╔══

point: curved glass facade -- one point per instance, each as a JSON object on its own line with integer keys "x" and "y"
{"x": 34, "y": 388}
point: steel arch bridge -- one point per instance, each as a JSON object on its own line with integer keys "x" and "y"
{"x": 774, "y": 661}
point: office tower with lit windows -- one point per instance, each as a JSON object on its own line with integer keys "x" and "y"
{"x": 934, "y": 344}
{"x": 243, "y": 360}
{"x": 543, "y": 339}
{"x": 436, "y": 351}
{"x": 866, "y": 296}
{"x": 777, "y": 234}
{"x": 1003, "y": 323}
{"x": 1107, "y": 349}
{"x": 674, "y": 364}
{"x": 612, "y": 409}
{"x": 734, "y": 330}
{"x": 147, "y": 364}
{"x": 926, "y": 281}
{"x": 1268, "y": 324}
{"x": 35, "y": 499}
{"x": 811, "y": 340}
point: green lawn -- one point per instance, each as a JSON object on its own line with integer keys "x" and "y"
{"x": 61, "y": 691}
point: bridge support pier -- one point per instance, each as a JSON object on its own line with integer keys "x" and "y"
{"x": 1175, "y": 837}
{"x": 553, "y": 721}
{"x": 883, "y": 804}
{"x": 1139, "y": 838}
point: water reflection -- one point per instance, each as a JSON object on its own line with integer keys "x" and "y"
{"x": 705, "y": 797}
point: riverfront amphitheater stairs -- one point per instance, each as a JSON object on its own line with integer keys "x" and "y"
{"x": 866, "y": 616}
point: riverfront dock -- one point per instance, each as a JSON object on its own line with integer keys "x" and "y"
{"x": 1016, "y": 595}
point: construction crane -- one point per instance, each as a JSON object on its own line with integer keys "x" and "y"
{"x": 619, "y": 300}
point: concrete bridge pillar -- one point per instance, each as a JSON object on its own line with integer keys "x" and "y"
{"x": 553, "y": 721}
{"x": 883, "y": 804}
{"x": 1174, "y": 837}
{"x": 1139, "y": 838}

╚══

EXERCISE INSTRUCTIONS: Begin with the line that contains "point: concrete bridge". Repeat it and every line after it through the end of the listing, exactly, and print nothing more.

TASK OUTPUT:
point: concrete bridge pillar -- one point per instance, each as a JSON object on its own line with integer keys "x" and "y"
{"x": 553, "y": 721}
{"x": 883, "y": 804}
{"x": 1174, "y": 837}
{"x": 1139, "y": 838}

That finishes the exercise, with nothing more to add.